* _SET TASK 1_
Express the stretch of the listing from the line containing "Exercise. Put one point on each instance of the ski track" through the line containing "point(213, 91)" as a two-column CSV with the headers input and output. Give one row for each input and the output that follows it, with each value in a quoted field and line breaks replaced by spaces.

* _QUOTED PASSAGE_

(begin)

Other sights, sounds and smells of the sprawling 97-acre Todd shipyard, which has operated in Los Angeles Harbor since the mid-'40s, make up the "Steel-Blue" collage.
These days, the yard is comparatively barren, still, quiet. Abandoned machines in huge, empty warehouses gather dust. Giant overhead cranes stand immobile like steel dinosaurs. But the place once hummed and throbbed like a small metropolis at rush hour, swarming with workers from around the globe.
In percussive spurts, the men describe it all: "Banging, thumping, buzzing, cursing, crashes, hammer on steel . . . paint odors, dirty water, acid, stagnant water, foul dry dock, smelly clothes . . . Slavs, Thais, Mexicans, Poles . . . blue water . . . blue water . . . blue water."
Also distinguishing the play from Tanner's other projects is a set, to be designed by Los Angeles-based artist May Sun. Sun's vision, in her words, includes a "backdrop that suggests the blue ocean, or a large blow-up of a (ship's) blueprint," and sculptural structures made of scrap metal that may double as chairs. I always thought of it in sculptural terms because of the materials (at the yard), the rusted steel, the scrap metal, the pipes."
Sullivan, who has written four of Tanner's plays, said this script is the most poetic and non-linear, highlighting the contrasts of the shipyard.

(end)

* _SET TASK 2_
Answer these from the shipyard play excerpt:
(a) How many acres does the Todd shipyard cover?
(b) Who is designing the set for the play?
(c) How many of Tanner's plays has Sullivan written?

* _PROVIDED DATA_
(begin)

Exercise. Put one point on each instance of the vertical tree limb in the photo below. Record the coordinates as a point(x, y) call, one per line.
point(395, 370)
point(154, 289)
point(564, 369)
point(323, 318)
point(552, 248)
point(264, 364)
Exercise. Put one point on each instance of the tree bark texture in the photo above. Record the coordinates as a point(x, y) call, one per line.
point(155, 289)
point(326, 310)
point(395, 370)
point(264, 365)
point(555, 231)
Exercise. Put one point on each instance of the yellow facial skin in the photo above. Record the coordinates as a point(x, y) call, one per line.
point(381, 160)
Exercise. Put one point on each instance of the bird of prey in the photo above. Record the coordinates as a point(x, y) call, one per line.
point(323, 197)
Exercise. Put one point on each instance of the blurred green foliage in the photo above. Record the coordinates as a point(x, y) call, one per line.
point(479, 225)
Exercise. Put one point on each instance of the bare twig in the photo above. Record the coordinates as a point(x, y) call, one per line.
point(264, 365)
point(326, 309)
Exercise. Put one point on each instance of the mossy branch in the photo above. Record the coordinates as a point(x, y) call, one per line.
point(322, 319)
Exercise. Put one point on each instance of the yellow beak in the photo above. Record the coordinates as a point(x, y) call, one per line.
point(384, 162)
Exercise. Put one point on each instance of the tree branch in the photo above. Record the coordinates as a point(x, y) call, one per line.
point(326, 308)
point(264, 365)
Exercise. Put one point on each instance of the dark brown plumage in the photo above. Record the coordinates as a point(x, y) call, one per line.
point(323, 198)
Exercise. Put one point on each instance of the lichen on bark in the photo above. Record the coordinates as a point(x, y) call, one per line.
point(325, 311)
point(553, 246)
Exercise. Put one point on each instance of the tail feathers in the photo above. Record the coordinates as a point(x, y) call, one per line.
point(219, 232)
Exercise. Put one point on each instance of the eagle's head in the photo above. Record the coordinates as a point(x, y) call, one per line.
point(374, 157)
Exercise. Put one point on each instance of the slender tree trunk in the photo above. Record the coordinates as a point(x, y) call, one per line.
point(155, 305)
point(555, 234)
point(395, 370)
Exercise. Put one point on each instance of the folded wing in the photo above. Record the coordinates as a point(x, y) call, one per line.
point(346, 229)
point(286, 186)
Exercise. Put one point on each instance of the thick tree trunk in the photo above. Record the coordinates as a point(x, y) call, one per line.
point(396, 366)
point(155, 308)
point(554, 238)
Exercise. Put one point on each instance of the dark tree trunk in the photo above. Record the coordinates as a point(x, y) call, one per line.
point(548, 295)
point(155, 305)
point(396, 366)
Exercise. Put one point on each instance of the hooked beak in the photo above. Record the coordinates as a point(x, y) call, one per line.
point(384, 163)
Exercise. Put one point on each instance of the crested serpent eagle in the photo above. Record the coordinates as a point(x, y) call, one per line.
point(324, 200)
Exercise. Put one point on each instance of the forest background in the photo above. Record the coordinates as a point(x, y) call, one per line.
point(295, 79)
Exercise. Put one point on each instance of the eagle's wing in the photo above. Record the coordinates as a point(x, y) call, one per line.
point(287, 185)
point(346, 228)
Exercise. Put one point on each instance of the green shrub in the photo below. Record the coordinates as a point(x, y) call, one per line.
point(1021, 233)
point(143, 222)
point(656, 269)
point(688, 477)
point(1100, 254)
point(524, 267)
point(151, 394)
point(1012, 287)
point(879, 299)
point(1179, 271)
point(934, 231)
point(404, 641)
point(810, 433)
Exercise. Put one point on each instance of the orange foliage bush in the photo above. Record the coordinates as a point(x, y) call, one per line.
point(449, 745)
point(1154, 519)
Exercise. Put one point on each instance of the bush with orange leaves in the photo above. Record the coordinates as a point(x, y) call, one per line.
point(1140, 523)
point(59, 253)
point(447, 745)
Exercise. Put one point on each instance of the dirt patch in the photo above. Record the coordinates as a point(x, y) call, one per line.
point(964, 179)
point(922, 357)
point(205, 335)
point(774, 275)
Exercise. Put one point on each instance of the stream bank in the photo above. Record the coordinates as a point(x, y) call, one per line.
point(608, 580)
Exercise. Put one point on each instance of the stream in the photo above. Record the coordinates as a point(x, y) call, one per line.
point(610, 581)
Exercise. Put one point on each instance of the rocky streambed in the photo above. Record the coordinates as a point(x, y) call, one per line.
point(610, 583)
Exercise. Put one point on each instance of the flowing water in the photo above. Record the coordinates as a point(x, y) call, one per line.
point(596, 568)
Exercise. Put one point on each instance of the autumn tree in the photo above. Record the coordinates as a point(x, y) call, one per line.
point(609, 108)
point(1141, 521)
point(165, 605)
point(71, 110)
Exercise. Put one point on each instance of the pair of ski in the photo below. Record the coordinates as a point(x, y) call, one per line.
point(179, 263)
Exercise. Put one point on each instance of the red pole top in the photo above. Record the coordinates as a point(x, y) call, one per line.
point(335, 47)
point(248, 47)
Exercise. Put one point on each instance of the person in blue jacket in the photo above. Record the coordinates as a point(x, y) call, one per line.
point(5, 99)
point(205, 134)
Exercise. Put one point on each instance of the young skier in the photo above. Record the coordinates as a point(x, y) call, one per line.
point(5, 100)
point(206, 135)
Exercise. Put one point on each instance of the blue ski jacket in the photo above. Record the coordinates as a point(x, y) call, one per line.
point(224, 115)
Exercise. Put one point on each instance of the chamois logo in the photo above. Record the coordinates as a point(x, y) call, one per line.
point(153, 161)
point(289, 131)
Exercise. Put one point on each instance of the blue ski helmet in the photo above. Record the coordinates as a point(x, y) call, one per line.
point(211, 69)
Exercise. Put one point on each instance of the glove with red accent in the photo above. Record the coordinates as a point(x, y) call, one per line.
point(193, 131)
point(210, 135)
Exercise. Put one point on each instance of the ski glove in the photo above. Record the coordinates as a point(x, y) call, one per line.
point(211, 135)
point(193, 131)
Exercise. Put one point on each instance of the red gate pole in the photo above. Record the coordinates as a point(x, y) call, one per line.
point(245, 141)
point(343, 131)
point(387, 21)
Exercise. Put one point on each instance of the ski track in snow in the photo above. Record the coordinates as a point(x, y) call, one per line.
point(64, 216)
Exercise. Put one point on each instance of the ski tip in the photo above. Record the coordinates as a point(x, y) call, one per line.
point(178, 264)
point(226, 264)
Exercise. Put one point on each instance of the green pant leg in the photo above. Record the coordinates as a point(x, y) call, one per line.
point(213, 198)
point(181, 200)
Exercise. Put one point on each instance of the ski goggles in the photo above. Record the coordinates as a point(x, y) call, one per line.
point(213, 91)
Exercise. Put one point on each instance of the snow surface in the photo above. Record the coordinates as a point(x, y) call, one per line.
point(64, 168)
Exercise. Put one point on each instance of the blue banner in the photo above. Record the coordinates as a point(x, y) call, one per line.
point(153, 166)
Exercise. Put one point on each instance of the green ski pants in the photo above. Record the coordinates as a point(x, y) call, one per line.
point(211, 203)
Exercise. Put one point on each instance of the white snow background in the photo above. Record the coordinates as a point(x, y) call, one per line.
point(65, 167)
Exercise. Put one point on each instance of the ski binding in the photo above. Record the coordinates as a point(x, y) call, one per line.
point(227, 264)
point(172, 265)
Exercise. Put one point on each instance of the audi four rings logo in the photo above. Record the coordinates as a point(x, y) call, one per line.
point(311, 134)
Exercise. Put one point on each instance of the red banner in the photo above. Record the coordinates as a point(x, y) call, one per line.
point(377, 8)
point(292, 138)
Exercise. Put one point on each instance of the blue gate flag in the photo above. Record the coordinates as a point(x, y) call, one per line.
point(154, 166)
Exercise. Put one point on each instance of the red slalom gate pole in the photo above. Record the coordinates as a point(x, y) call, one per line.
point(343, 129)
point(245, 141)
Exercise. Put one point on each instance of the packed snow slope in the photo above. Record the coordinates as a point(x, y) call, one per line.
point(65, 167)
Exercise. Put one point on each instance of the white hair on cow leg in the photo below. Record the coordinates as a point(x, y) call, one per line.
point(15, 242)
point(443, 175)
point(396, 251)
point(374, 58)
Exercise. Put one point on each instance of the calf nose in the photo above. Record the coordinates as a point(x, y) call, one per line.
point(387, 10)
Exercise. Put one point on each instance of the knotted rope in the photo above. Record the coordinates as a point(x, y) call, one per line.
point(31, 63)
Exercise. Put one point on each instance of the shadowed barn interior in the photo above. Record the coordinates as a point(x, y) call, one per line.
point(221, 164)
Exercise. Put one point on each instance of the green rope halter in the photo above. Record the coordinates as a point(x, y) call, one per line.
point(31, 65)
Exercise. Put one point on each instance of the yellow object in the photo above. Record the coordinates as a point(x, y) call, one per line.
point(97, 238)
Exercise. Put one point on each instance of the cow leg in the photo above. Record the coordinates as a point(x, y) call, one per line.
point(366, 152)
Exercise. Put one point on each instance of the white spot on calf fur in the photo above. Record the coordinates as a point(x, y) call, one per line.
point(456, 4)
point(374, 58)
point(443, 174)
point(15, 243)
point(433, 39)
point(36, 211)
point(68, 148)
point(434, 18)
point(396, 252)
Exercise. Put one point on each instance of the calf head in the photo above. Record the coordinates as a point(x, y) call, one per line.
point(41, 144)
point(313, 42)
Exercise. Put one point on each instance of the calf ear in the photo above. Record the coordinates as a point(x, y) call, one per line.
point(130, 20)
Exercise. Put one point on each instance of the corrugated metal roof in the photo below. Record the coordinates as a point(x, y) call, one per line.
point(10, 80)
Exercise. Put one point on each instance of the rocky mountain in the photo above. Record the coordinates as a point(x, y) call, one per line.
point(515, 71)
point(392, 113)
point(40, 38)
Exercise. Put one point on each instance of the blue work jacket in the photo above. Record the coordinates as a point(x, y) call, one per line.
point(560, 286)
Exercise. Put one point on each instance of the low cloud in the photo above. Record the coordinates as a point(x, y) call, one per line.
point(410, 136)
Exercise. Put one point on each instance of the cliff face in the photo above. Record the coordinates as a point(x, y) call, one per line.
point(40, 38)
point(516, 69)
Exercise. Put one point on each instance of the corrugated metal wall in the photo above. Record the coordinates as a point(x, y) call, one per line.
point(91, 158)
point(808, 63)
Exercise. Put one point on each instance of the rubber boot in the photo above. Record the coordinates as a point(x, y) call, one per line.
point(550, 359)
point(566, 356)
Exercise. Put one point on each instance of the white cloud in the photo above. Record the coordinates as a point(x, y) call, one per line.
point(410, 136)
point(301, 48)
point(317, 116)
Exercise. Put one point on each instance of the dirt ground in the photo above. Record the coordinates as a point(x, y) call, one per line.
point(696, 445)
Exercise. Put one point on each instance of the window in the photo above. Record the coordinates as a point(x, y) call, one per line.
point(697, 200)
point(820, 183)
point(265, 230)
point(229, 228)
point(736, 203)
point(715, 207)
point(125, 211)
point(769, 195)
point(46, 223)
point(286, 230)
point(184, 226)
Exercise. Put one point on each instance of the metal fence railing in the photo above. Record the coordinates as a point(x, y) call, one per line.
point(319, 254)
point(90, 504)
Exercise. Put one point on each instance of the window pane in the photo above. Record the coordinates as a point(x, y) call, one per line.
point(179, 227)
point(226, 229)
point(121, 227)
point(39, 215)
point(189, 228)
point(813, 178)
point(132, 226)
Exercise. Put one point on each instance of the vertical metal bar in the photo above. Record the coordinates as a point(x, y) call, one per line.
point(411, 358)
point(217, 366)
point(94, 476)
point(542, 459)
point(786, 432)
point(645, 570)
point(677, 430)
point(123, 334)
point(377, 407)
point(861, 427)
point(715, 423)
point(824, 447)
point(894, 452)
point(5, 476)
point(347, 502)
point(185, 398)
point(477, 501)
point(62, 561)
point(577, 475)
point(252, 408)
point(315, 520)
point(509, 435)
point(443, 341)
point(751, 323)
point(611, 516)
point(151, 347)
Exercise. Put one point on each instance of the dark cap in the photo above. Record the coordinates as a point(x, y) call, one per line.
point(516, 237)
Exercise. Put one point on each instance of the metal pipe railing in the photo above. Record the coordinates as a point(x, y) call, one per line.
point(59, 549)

(end)

* _FULL OUTPUT 1_
input,output
"Exercise. Put one point on each instance of the ski track in snow in the photo above. Record the coordinates as a point(x, y) call, one per line.","point(64, 216)"
"Exercise. Put one point on each instance of the ski tip in the photo above. Record the coordinates as a point(x, y) call, one per line.","point(178, 264) point(226, 264)"
"Exercise. Put one point on each instance of the green pant leg in the photo above. Record the coordinates as a point(x, y) call, one per line.","point(213, 198) point(181, 200)"
"Exercise. Put one point on each instance of the ski goggles in the photo above. Record the coordinates as a point(x, y) call, one per line.","point(213, 91)"

* _FULL OUTPUT 2_
(a) 97 acres
(b) May Sun, a Los Angeles-based artist
(c) Four